▸ Source:
※ ※ ※
Please note ALL consituencies in Scotland returned a REMAIN vote .OUR government is fighting for our right to remain despite being left out of discussions ,ignored and treated appallingly in and out of the HOC.Its not the will of OUR people to leave .

Nonnie Sat 08-Dec-18 12:13:25

From the map it looks as if it is not the will of many to leave. However, will the government take any notice?

Anniebach Sat 08-Dec-18 12:24:36

But we voted as the U.K. not as four seperate countries

Opal Sat 08-Dec-18 12:28:50

paddyann - got to say your post is bait, and I've bitten, against my better judgement. YOUR people voted to stay as part of OUR UK, and as such, they do not have a separate vote to us when it comes to Brexit. OUR people voted to leave and, as part of the UK, that includes YOUR people. What a divisive post yours is. I love Scotland and the Scottish people, I love Wales and the Welsh people, my Dad was a proud Welshman, but we are still ONE United Kingdom - which YOUR people voted to remain a part of - and as such, we have ALL decided to leave - it's a democracy. If Scotland want independence, they need to vote for it. As per a previous thread I started, I still don't understand why some Scots want independence from the UK but not from Brussels.
※ ※ ※
▸ Task 1: Decide whether each statement agrees with the Brexit thread. For each, answer yes or no and quote the words from the thread that decide it. (a) The opening post says every constituency in Scotland returned a Remain vote. (b) Anniebach says the vote was held as four separate countries. (c) Opal says her father was Scottish.
▸ Task 2: Return the part of the Brexit thread from "Anniebach Sat 08-Dec-18" up to and including "not from Brussels.", copied word for word.
※ ※ ※
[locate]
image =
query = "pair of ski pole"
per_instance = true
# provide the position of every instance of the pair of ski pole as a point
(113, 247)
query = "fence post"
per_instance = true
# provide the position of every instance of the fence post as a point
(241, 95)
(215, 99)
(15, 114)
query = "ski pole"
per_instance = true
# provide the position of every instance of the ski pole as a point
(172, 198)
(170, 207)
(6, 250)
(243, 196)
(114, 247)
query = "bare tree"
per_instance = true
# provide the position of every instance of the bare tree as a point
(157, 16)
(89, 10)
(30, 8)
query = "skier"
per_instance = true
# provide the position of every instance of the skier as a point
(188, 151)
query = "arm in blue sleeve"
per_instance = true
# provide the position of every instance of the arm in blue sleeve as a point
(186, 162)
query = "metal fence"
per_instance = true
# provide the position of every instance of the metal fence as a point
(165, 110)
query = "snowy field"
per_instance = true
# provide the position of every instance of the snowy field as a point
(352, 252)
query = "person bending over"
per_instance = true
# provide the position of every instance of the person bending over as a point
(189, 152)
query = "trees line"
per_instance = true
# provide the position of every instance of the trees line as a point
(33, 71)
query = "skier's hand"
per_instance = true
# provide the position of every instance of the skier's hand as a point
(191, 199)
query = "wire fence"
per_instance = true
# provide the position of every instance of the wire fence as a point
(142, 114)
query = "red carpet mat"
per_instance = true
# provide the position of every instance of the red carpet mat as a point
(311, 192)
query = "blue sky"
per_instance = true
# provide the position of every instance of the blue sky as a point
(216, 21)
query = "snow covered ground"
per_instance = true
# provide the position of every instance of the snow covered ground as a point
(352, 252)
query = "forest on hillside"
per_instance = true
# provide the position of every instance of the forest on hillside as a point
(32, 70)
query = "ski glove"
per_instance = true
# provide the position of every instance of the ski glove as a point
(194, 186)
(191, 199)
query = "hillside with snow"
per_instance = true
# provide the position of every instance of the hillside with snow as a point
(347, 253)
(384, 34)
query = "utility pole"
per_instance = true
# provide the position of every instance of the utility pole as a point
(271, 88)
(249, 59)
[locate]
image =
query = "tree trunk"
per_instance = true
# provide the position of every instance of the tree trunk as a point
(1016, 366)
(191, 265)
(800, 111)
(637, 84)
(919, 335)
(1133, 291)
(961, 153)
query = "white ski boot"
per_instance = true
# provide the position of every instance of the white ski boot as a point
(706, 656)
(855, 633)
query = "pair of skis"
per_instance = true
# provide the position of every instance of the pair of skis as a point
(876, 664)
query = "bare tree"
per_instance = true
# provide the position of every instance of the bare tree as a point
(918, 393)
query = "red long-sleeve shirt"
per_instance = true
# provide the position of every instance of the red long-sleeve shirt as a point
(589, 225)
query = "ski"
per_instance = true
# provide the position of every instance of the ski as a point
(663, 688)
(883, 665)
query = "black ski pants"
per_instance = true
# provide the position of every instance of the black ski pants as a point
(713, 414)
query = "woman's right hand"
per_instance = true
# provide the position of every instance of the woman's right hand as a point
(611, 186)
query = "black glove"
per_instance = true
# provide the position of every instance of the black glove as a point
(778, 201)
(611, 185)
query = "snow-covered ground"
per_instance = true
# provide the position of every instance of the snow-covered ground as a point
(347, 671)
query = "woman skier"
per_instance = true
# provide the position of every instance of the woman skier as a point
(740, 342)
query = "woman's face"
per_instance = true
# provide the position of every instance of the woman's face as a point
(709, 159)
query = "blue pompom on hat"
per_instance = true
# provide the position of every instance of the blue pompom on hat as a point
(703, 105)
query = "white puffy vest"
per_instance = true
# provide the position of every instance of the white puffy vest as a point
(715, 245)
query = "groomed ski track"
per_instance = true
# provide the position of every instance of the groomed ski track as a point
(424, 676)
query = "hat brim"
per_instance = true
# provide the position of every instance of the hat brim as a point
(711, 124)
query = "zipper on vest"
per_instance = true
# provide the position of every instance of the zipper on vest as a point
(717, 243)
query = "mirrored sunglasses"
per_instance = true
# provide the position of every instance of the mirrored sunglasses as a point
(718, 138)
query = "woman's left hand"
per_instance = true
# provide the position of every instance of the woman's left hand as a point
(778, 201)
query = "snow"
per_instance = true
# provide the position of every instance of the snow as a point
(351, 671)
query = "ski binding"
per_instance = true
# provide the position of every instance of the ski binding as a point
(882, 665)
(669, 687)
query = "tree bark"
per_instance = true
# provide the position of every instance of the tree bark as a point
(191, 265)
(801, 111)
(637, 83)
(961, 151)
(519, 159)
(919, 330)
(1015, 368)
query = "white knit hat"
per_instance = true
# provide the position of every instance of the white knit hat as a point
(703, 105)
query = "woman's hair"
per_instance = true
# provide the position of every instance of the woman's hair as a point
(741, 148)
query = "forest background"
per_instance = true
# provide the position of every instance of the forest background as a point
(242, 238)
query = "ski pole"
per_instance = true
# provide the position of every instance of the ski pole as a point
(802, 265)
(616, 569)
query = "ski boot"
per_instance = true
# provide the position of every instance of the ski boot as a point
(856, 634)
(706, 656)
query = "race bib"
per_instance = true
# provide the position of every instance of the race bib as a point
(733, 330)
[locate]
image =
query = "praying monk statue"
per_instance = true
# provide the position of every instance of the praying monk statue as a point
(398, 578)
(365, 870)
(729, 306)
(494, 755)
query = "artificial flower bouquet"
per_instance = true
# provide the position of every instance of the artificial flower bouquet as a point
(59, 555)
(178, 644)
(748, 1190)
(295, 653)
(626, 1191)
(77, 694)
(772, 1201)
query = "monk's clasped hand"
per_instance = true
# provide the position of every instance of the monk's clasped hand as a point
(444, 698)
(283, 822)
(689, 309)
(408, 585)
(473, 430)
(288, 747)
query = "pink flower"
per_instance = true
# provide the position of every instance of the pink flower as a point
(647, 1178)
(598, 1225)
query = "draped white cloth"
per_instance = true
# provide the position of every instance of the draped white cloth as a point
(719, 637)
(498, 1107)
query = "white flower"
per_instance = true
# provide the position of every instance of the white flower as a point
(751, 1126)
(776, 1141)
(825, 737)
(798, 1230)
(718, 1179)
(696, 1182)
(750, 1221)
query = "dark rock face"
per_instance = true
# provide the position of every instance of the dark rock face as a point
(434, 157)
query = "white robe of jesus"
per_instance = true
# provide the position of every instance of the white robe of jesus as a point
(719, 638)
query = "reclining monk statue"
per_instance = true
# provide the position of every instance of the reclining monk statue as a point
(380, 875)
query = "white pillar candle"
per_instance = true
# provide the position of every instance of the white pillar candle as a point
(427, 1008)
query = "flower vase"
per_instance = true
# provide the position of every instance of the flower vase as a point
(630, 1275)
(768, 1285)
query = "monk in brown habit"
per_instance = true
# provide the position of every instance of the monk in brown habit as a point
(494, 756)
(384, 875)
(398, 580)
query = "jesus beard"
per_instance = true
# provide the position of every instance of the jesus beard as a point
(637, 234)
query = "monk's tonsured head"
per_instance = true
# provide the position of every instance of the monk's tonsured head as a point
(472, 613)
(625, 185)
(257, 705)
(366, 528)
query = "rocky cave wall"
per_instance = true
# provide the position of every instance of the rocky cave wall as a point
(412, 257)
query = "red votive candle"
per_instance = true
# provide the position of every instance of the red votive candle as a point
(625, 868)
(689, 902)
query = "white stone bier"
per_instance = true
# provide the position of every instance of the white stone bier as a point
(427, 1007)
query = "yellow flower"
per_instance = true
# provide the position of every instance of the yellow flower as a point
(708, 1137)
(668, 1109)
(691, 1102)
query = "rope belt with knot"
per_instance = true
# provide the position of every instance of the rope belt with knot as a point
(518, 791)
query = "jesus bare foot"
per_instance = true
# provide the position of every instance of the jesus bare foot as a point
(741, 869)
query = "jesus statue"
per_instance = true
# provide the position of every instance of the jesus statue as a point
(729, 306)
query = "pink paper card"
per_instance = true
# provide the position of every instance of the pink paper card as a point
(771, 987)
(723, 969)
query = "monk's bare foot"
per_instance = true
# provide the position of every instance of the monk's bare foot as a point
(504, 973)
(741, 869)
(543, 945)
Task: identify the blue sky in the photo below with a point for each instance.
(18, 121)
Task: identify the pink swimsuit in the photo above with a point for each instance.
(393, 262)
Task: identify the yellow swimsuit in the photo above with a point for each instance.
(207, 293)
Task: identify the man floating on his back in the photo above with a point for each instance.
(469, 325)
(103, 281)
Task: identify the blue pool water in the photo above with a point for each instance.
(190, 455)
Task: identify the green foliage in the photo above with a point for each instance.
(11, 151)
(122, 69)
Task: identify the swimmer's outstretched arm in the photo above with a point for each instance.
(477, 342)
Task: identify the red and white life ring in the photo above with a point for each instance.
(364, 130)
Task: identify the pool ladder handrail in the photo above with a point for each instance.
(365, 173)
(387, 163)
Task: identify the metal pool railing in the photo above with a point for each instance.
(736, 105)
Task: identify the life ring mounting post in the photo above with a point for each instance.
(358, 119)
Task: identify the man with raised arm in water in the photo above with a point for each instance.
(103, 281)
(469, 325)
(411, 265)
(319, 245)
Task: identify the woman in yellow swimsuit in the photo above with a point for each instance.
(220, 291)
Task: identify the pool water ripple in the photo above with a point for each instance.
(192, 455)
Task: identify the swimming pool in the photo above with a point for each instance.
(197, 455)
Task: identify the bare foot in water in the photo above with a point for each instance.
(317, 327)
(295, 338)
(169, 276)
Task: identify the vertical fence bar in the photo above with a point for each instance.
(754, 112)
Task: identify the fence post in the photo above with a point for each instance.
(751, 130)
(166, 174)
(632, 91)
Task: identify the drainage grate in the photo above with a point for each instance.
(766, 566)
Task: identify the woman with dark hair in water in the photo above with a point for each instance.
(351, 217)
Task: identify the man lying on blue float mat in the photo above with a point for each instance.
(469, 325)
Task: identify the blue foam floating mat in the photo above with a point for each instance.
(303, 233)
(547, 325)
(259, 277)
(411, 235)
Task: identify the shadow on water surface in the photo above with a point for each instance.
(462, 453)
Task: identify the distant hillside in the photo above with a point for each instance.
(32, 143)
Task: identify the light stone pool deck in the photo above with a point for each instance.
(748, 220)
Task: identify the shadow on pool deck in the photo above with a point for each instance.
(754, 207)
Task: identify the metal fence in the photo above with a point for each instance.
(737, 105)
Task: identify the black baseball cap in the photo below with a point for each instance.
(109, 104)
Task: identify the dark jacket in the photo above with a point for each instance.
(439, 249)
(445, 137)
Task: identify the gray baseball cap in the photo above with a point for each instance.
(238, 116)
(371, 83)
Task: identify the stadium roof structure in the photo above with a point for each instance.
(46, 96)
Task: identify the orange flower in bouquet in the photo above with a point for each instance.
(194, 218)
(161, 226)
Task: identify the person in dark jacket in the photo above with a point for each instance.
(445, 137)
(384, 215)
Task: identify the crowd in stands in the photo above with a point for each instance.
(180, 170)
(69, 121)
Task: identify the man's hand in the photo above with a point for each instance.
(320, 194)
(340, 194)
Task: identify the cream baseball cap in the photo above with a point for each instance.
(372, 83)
※ ※ ※
▸ Output 1:
(a) Yes: "ALL consituencies in Scotland returned a REMAIN vote"
(b) No: "we voted as the U.K. not as four seperate countries"
(c) No: "my Dad was a proud Welshman"

▸ Output 2:
Anniebach Sat 08-Dec-18 12:24:36

But we voted as the U.K. not as four seperate countries

Opal Sat 08-Dec-18 12:28:50

paddyann - got to say your post is bait, and I've bitten, against my better judgement. YOUR people voted to stay as part of OUR UK, and as such, they do not have a separate vote to us when it comes to Brexit. OUR people voted to leave and, as part of the UK, that includes YOUR people. What a divisive post yours is. I love Scotland and the Scottish people, I love Wales and the Welsh people, my Dad was a proud Welshman, but we are still ONE United Kingdom - which YOUR people voted to remain a part of - and as such, we have ALL decided to leave - it's a democracy. If Scotland want independence, they need to vote for it. As per a previous thread I started, I still don't understand why some Scots want independence from the UK but not from Brussels.